▶ [GIVEN PASSAGE]:

▶

# A short flood tide video



## Rookiemistake (Jan 30, 2013)

Nice vid. Im gonna make it out there soon.Jax has some good flood tides.Missed the last few here.


----------



## mavdog32 (Apr 5, 2019)

Good vid man, keep it up! Gotta love them flood tides!


----------



## Smackdaddy53 (Dec 31, 2012)

Mighty fine! No matter iPhone1 or 10, that’s a great video. Thanks


----------



## fishnpreacher (Jul 28, 2018)

Loved it! I need to get down to the salt and do a little flood tide fishin'


----------



## rummya87 (Jun 24, 2016)

Thanks y'all! I appreciate it the looks!


----------



## Chong (Oct 22, 2015)

◀

▶ [WRITTEN EXERCISE 1]:
How many lines of the records contain the string "green"? Tally them and reply with the number alone.
The forum thread and the records come from unrelated sources.

Region annotation entries:
▶

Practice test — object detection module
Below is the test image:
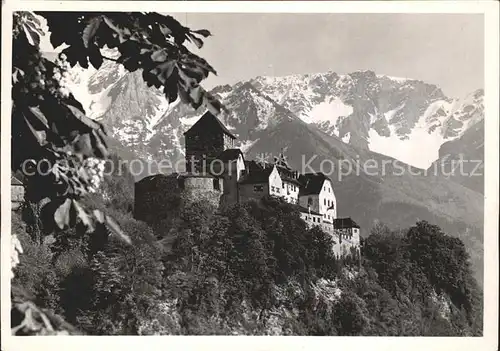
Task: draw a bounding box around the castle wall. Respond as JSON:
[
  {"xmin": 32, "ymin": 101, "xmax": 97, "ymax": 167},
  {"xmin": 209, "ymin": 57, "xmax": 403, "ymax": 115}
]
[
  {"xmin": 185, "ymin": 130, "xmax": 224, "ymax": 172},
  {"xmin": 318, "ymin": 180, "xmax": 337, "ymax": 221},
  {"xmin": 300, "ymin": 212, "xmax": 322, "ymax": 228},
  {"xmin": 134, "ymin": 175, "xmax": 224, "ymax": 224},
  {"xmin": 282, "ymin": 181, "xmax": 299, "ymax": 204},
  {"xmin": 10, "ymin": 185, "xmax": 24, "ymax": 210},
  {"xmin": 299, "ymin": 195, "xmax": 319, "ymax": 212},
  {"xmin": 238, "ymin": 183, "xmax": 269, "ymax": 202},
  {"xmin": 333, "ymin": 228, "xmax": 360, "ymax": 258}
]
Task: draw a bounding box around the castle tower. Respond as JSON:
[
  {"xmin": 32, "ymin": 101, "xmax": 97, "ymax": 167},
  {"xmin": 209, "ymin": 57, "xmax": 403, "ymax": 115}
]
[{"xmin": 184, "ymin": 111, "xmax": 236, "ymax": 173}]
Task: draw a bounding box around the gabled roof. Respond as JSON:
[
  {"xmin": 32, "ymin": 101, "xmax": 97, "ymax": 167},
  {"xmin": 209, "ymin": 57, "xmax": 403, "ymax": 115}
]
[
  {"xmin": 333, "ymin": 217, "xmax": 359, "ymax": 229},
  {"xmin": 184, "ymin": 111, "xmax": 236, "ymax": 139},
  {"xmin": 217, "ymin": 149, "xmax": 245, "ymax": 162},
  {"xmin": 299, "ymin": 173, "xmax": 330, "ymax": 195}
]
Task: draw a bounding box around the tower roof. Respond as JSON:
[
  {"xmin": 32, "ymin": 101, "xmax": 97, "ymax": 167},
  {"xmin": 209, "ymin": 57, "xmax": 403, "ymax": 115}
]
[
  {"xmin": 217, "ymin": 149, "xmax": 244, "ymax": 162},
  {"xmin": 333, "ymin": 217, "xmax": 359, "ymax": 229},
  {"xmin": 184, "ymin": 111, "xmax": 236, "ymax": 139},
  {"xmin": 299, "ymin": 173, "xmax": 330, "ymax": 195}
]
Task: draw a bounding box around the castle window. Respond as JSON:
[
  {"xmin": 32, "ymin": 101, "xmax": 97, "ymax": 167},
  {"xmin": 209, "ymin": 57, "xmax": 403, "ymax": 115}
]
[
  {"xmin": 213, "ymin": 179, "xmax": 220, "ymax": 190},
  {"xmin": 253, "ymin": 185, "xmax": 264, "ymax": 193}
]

◀
▶

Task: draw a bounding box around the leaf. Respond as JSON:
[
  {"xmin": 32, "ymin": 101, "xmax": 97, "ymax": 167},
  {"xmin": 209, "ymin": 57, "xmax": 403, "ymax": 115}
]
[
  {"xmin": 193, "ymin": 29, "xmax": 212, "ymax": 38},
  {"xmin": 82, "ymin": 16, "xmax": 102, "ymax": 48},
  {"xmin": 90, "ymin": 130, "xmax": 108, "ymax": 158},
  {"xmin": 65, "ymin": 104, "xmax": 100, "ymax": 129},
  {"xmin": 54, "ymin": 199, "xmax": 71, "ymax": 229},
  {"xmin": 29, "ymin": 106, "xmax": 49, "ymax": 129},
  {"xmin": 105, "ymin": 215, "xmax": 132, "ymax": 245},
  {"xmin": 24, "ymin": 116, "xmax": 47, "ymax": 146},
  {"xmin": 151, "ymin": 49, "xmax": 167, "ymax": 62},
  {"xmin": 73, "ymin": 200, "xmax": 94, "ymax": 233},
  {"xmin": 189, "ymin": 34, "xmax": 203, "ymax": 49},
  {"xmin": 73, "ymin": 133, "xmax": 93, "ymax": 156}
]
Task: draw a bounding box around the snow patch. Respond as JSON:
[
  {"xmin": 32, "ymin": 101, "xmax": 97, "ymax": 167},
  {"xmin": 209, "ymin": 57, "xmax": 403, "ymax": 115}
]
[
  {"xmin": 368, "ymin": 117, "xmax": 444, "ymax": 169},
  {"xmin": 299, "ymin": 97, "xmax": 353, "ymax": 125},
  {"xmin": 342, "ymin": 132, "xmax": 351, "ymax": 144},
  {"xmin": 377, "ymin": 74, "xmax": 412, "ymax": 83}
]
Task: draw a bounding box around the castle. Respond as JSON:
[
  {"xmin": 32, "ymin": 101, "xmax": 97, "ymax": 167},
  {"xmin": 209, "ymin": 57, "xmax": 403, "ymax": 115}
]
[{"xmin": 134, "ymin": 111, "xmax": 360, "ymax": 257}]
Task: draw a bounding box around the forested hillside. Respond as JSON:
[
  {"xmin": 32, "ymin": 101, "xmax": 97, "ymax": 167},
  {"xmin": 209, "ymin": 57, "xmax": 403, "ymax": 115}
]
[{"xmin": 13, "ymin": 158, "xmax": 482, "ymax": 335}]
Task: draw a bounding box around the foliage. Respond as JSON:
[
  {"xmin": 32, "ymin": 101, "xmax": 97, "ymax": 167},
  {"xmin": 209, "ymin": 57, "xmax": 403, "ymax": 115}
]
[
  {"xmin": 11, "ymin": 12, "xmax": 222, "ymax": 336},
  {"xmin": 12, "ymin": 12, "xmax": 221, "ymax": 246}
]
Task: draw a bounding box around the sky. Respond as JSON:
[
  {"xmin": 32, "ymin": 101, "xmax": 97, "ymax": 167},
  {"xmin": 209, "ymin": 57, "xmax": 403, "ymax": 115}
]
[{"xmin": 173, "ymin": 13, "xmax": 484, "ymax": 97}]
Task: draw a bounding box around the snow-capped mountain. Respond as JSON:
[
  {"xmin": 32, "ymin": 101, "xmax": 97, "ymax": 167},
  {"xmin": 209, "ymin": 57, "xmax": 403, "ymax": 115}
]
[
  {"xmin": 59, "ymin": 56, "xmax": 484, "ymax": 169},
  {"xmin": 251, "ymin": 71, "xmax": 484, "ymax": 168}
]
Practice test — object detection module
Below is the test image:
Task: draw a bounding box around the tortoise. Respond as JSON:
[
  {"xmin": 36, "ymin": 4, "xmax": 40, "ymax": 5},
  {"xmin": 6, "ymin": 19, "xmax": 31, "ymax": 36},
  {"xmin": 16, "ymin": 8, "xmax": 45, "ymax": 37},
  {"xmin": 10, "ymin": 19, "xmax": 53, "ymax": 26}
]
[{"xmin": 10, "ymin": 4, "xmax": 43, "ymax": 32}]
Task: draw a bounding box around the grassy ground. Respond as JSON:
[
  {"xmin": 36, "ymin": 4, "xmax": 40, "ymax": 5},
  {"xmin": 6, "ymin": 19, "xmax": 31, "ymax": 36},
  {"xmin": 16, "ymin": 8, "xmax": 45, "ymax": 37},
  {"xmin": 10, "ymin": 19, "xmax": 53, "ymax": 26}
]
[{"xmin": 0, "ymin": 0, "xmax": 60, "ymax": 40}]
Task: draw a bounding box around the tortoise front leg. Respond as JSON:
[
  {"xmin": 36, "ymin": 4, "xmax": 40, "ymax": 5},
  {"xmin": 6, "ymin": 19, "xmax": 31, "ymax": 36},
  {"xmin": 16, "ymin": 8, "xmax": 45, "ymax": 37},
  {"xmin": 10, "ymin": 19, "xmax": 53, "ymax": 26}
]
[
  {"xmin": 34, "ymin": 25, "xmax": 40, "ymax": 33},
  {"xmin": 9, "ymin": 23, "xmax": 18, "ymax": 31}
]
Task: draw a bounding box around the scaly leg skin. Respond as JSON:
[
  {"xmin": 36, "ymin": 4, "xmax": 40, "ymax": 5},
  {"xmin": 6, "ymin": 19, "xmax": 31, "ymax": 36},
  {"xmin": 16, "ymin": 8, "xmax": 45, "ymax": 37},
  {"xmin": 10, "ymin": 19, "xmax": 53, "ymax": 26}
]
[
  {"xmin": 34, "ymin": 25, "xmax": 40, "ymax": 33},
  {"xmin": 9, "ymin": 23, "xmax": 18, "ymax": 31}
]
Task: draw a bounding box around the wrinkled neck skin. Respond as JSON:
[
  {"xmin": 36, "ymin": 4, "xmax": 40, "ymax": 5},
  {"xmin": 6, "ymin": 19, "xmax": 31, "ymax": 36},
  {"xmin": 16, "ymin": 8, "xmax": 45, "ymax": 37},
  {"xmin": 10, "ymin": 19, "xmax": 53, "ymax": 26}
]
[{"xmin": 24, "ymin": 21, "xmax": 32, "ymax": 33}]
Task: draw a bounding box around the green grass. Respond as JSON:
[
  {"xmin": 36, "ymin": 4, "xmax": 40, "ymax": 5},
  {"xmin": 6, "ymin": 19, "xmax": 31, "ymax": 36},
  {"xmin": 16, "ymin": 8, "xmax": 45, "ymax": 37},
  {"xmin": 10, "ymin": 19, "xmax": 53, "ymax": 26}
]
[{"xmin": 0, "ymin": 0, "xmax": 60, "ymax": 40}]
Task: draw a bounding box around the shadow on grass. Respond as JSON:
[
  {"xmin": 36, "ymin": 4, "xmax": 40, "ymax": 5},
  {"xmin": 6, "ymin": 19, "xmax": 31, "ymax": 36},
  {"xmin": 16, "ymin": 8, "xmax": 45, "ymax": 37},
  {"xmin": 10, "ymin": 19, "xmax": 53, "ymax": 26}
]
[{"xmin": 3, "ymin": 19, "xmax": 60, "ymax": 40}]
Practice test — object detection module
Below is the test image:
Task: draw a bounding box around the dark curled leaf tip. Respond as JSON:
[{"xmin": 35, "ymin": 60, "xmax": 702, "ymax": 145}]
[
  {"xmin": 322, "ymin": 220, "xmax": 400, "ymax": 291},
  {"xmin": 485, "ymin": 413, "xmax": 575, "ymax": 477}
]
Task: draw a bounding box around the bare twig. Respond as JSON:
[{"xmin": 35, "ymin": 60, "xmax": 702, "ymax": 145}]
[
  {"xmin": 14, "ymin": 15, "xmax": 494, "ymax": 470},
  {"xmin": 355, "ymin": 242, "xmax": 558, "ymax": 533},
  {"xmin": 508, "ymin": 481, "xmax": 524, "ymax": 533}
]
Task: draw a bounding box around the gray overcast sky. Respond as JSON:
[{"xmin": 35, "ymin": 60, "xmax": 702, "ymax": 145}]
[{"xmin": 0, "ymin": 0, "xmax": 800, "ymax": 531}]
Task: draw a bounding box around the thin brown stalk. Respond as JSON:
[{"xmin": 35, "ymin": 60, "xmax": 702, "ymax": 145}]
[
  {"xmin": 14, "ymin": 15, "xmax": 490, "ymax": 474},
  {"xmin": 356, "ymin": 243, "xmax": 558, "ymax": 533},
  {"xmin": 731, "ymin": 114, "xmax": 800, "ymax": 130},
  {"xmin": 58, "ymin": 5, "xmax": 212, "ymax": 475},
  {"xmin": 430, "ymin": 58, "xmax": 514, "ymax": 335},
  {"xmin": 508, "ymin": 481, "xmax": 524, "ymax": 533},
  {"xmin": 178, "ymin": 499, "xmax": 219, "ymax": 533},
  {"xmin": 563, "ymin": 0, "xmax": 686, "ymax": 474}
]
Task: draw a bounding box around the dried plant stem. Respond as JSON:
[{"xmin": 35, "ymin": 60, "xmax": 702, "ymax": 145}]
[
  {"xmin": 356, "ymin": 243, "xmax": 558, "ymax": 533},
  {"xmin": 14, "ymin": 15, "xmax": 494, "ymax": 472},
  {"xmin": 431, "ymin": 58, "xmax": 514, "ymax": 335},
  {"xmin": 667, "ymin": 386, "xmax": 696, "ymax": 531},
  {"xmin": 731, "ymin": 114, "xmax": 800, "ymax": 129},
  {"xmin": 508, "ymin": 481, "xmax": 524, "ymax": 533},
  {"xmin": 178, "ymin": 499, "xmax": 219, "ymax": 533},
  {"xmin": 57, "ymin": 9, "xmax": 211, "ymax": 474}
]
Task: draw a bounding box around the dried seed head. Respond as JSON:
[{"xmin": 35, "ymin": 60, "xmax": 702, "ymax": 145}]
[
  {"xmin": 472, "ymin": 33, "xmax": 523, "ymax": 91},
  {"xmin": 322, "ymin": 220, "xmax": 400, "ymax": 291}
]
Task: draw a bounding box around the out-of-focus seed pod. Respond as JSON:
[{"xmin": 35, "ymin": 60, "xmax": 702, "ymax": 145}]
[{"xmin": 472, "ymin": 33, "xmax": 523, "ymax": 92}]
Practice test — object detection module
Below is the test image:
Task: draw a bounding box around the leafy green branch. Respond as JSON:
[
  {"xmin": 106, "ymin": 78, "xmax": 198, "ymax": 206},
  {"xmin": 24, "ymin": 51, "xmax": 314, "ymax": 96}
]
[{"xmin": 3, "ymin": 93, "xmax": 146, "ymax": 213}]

◀

▶ [WRITTEN EXERCISE 2]:
Could you resume the flood tide video thread right after its final line?

▶ [RESULT 1]:
2

▶ [RESULT 2]:
Love the video. Thanks for sharing.


----------



## Flatbroke426 (May 5, 2018)

Great video


----------



## Tbenson (Apr 17, 2016)

Nice video and music - Looks fun!!


----------



## millerrep (Apr 14, 2014)

Great stuff, what a gift to be able fish those conditions. Thanks for the video!


----------



## Flatsflyer (Dec 19, 2018)

Great video. Maybe see you out there sometime. I live in Fernandina.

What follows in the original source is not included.